• _GOAL_
Set down exactly the lines from the one containing "Look at the photo above. For each instance of the small" through the last line of the records below, both included, and nothing else.

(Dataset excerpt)
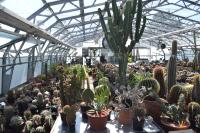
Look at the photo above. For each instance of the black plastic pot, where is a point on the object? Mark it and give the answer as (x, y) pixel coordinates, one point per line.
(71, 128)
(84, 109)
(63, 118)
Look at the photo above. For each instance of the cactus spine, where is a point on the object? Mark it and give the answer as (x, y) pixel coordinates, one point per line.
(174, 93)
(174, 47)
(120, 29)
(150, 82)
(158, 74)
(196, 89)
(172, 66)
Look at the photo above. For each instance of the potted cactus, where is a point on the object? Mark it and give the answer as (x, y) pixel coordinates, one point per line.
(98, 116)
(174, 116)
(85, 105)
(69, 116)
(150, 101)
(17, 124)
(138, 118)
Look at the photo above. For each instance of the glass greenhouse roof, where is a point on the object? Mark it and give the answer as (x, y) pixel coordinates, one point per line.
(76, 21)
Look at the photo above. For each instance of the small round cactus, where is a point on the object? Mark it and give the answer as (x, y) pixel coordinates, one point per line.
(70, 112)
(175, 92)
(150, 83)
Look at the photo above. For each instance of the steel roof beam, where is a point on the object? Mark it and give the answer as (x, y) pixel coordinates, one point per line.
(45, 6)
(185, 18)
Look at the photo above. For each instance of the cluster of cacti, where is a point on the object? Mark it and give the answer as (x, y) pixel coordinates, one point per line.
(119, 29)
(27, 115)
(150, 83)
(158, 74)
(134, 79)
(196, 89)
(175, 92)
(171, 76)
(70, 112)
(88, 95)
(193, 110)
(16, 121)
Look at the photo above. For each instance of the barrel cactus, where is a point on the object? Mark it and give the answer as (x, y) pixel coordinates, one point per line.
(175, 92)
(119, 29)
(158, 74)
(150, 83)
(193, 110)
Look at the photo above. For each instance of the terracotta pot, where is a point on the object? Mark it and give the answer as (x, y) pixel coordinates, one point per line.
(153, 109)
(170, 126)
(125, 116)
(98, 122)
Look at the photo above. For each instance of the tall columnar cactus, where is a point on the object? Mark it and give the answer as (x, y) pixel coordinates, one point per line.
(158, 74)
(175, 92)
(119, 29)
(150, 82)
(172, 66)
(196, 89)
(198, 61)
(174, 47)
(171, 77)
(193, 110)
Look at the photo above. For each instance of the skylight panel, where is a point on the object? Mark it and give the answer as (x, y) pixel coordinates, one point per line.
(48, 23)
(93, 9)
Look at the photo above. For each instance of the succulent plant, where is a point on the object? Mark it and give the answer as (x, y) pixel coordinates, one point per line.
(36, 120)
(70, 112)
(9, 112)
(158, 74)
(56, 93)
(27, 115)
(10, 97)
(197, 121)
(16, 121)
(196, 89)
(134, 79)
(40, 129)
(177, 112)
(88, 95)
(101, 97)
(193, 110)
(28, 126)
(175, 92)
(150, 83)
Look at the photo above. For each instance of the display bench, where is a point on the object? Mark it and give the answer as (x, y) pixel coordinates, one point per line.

• _SOLUTION TO THIS EXERCISE_
Look at the photo above. For each instance of the small round cactus, where is a point on the object? Mark it and give the answer as (x, y) pixel coordinates, one point per line.
(70, 112)
(175, 92)
(150, 83)
Look at the photo above. For each instance of the steel roof beam, where is a point on the object? Mark it and give the answer as (x, y) pixel coordinates, one point per line.
(45, 6)
(185, 18)
Look at the photo above. For each instance of the cluster of cacti, where is a point on the object? Mark it and give the answer as (x, y) pixel coordinates, one point per line.
(119, 29)
(27, 115)
(150, 83)
(158, 74)
(134, 79)
(196, 89)
(175, 92)
(171, 76)
(70, 112)
(88, 95)
(193, 110)
(16, 121)
Look at the photo above. For each instance of the barrel cactus, where is a point on the object? Mark it and give the answer as (x, y) pixel coordinates, one point per line.
(175, 92)
(119, 29)
(158, 74)
(150, 83)
(193, 110)
Look at the photo above. For each instance of the terracotta pot, where is a point on the object? Mark it and give the answer as (x, y) pixel coordinates, one point per line.
(153, 109)
(170, 126)
(125, 116)
(98, 122)
Look at the photo above. For each instance of the tall columnar cactus, where is a point on the object? Mark it and give the answer as (x, y) pixel coordinates, one point per line.
(158, 74)
(175, 92)
(119, 29)
(150, 82)
(172, 66)
(196, 89)
(198, 61)
(174, 47)
(171, 77)
(193, 110)
Look at the photo above. For each instance of the skylight panel, where is a point on the object? Mark it and give the answer as (x, y) pixel coordinates, one point per line.
(48, 23)
(93, 9)
Look at the photo above. For each instance of the succulent plant, where is a point on the object? Mark it and give the answer as (x, y) pixel coordinates, one point per line.
(36, 120)
(70, 112)
(9, 112)
(158, 74)
(56, 93)
(27, 115)
(10, 97)
(197, 121)
(16, 121)
(196, 89)
(134, 79)
(40, 129)
(177, 112)
(88, 95)
(101, 97)
(193, 110)
(28, 126)
(175, 92)
(150, 83)
Look at the photo above. For each instance of the display bench, where is a point on the object? Mark it and give the answer as (x, y) pixel coordinates, one point per line.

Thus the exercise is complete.